#### [Aim of the task]
Count the rows below that contain the string "offshore", treating uppercase and lowercase letters as distinct. Give only that number.

#### [Supplied data]

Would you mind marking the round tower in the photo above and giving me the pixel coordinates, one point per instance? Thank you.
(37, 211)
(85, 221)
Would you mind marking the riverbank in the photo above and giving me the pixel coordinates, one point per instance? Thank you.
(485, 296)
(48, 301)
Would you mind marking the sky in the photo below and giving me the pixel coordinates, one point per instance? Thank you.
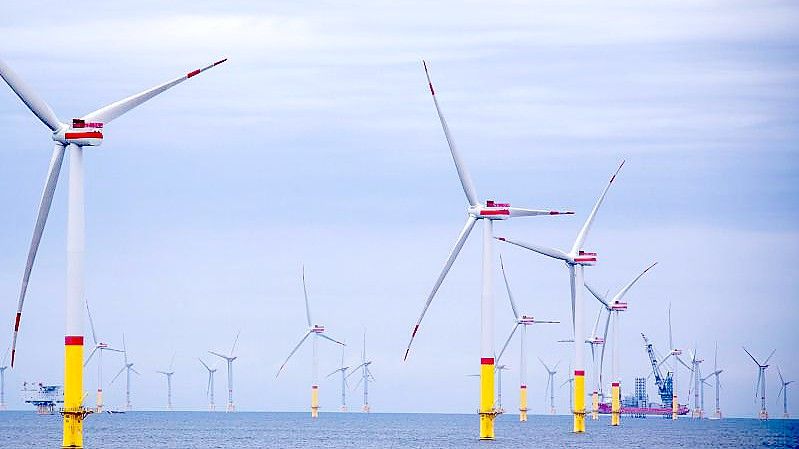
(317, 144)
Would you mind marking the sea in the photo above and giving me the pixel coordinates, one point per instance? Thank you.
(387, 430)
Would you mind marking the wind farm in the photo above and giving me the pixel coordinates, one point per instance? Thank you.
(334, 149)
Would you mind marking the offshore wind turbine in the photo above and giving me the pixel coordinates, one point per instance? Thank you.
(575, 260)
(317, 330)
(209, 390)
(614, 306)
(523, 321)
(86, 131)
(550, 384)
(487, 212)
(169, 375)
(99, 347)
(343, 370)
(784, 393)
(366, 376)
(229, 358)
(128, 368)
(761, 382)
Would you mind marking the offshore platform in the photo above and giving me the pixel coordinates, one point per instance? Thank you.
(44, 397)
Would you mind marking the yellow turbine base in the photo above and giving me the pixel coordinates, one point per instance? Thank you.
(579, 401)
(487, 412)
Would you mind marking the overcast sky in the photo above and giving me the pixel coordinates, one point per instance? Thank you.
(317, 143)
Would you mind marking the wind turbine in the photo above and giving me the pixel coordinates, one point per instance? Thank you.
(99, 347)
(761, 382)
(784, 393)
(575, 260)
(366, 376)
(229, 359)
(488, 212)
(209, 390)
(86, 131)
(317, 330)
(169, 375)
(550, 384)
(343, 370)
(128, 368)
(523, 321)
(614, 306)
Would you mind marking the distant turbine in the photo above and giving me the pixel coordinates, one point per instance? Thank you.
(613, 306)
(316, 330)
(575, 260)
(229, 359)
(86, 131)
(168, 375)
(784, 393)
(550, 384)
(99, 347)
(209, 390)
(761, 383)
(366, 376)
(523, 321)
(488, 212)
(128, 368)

---

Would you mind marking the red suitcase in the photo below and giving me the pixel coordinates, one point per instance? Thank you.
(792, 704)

...

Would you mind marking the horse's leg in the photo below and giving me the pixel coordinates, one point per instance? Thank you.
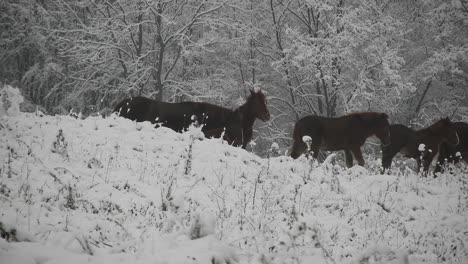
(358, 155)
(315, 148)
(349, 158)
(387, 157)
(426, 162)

#### [The completed task]
2